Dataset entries
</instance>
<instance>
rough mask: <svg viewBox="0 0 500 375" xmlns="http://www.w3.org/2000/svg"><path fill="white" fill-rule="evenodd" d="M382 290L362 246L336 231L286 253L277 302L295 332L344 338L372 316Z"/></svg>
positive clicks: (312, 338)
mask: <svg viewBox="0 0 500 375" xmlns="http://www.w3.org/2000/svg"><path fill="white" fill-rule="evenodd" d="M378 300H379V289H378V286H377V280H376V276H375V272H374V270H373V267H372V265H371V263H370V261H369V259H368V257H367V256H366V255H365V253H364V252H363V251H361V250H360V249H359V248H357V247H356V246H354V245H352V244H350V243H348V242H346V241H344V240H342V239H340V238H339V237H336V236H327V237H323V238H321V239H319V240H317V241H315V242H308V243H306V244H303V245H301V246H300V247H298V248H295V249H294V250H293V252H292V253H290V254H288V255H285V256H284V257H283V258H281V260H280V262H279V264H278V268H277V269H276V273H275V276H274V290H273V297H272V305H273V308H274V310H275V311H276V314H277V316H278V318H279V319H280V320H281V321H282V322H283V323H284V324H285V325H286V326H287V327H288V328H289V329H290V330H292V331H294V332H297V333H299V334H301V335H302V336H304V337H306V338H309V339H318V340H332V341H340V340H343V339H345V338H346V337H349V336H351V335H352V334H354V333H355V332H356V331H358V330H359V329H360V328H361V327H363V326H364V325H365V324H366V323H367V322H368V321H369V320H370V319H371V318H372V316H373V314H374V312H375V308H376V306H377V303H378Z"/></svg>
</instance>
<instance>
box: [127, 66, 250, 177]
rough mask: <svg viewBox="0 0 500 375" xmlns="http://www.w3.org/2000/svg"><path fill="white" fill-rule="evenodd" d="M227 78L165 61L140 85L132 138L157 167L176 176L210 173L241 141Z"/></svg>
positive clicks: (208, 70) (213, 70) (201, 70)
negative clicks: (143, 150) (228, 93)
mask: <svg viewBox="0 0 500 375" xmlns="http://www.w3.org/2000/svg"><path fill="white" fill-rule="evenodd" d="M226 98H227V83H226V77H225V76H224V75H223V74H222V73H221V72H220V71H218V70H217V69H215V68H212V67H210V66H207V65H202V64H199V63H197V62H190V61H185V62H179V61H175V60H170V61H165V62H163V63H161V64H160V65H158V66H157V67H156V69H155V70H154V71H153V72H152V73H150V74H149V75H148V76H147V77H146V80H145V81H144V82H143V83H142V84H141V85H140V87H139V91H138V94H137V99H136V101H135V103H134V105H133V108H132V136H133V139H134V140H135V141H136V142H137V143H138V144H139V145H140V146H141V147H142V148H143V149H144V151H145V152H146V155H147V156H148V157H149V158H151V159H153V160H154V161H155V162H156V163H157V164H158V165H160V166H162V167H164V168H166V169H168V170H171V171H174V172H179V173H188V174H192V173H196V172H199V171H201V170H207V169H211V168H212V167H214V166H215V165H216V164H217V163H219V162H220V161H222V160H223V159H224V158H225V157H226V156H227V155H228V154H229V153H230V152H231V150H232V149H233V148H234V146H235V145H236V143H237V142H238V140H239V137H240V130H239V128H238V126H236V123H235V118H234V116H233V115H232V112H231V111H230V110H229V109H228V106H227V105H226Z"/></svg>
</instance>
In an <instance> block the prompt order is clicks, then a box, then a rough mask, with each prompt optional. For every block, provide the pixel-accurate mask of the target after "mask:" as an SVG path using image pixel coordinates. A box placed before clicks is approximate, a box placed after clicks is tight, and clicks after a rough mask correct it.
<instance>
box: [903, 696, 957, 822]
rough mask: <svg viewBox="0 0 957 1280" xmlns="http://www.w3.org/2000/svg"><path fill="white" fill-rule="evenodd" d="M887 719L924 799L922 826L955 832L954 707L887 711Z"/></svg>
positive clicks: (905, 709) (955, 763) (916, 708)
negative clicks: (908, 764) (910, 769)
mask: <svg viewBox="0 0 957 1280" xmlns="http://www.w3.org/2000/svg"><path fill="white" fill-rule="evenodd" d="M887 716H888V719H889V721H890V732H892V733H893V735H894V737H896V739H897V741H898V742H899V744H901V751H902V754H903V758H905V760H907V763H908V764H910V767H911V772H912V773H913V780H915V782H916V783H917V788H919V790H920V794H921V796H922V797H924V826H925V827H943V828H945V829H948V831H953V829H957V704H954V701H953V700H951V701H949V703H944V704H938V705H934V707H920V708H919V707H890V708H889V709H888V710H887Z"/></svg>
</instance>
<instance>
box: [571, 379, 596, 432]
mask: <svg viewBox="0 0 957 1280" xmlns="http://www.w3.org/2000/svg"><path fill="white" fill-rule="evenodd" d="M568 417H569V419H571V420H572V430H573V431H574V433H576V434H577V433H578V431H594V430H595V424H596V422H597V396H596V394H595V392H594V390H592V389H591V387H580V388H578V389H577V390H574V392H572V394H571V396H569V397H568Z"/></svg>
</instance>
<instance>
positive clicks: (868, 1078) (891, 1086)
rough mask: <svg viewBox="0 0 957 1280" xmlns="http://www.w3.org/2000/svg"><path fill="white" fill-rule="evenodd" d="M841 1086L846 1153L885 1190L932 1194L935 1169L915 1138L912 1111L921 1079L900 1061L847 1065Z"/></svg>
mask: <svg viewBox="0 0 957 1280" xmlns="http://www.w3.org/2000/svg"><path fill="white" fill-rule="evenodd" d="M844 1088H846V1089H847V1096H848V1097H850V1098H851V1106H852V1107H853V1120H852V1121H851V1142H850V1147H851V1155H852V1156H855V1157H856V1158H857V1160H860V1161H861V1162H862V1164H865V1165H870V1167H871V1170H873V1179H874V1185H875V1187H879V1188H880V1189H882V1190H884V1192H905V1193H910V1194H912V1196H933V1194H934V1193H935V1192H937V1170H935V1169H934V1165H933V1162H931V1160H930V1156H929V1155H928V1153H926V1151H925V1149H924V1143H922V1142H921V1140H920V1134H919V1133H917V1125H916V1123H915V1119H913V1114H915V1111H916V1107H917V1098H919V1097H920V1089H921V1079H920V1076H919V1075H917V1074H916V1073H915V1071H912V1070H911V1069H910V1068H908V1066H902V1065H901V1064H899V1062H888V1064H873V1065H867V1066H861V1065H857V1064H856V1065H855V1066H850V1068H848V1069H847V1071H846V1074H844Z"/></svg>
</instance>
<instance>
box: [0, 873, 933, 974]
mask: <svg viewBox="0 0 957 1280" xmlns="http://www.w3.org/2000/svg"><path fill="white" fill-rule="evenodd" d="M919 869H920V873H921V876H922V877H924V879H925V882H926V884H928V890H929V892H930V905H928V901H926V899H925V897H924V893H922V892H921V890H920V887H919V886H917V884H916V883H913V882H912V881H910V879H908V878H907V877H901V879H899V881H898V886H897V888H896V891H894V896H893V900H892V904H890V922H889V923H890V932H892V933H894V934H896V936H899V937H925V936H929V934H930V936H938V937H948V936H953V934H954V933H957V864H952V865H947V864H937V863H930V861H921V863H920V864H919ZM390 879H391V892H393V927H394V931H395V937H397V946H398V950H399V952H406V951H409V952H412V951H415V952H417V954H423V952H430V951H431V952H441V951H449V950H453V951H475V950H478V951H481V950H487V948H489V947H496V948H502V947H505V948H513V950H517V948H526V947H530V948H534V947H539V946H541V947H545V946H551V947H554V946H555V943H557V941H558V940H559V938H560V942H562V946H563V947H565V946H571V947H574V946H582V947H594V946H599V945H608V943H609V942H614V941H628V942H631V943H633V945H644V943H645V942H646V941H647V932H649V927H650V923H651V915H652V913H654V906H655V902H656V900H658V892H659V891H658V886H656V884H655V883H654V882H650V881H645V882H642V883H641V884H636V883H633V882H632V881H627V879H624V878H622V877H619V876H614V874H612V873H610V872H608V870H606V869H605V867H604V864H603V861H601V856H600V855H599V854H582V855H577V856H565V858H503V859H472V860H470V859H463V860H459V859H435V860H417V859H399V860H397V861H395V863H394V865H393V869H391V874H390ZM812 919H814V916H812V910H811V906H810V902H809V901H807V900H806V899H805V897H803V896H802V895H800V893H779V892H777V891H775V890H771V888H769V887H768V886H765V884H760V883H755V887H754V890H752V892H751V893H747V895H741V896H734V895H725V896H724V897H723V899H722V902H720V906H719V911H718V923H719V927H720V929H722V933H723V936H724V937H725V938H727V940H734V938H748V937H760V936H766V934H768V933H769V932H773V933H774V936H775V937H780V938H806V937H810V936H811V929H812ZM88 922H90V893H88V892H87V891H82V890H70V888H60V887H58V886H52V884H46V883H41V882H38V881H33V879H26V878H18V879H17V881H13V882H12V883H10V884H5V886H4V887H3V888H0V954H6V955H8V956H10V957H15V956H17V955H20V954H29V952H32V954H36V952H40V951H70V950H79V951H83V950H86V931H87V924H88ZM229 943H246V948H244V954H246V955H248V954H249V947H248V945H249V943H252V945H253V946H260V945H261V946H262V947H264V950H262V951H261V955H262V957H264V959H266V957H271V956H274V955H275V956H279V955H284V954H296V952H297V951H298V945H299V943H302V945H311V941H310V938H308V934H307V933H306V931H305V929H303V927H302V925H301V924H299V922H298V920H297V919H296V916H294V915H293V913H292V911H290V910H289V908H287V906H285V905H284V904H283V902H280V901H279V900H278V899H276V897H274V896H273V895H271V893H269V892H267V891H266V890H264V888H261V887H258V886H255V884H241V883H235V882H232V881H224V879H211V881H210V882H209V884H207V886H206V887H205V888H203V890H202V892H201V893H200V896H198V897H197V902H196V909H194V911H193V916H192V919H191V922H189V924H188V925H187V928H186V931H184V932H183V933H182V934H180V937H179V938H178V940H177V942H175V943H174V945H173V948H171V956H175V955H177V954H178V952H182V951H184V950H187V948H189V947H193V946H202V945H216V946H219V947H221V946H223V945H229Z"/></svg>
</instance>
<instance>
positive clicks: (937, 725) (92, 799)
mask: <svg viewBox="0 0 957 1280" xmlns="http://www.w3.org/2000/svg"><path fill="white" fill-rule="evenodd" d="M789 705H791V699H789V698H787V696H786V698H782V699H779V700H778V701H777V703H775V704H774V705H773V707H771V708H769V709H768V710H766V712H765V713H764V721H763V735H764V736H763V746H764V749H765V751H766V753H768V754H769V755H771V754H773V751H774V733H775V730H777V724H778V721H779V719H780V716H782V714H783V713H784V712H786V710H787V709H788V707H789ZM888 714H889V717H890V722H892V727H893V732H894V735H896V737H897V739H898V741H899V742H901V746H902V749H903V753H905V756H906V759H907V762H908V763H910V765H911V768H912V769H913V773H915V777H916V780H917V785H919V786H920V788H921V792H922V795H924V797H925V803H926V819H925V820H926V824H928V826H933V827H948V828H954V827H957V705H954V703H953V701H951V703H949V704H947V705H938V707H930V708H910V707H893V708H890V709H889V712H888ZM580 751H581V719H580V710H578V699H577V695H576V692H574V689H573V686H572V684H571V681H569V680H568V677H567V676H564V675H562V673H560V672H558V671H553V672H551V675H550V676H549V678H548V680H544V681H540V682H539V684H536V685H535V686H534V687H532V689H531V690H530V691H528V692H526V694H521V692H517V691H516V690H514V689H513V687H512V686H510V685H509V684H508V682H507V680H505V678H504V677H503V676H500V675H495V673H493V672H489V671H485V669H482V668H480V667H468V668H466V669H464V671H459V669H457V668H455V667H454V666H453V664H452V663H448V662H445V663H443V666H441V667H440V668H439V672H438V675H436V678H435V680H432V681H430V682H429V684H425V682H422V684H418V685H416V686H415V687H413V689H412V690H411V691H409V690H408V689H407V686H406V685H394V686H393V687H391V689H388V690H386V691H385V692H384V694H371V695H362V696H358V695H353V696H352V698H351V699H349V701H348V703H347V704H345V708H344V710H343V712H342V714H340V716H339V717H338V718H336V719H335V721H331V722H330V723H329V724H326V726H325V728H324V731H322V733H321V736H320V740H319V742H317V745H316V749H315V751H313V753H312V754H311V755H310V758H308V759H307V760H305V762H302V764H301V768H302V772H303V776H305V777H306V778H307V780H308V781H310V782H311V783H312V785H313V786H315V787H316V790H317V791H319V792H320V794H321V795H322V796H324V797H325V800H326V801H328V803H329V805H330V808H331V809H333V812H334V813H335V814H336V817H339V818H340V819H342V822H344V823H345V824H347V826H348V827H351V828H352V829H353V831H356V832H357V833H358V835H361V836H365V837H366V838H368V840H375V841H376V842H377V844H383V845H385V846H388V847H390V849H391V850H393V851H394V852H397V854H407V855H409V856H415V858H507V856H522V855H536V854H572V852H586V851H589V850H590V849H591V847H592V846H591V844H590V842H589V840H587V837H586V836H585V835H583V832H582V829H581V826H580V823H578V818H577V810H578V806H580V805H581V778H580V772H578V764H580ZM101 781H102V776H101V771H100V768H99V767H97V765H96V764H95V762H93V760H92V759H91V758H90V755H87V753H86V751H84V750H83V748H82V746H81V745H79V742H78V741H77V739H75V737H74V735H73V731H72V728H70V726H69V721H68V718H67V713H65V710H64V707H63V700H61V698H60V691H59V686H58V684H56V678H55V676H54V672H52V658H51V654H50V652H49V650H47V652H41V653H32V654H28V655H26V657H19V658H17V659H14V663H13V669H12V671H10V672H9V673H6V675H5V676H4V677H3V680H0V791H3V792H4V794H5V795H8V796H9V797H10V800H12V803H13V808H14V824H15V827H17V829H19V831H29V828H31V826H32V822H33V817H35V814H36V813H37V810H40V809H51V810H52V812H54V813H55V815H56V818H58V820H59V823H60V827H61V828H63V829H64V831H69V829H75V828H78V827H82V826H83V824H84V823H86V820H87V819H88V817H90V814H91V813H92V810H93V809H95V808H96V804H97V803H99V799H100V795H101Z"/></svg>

- _PROMPT_:
Copy the lines from the very first one through the line that contains "positive clicks: (312, 338)", swapping "rough mask" for "coarse mask" and leaving everything else as it is.

- _REPLY_:
</instance>
<instance>
coarse mask: <svg viewBox="0 0 500 375" xmlns="http://www.w3.org/2000/svg"><path fill="white" fill-rule="evenodd" d="M382 290L362 246L336 231L286 253L277 302L295 332L344 338L372 316Z"/></svg>
positive clicks: (312, 338)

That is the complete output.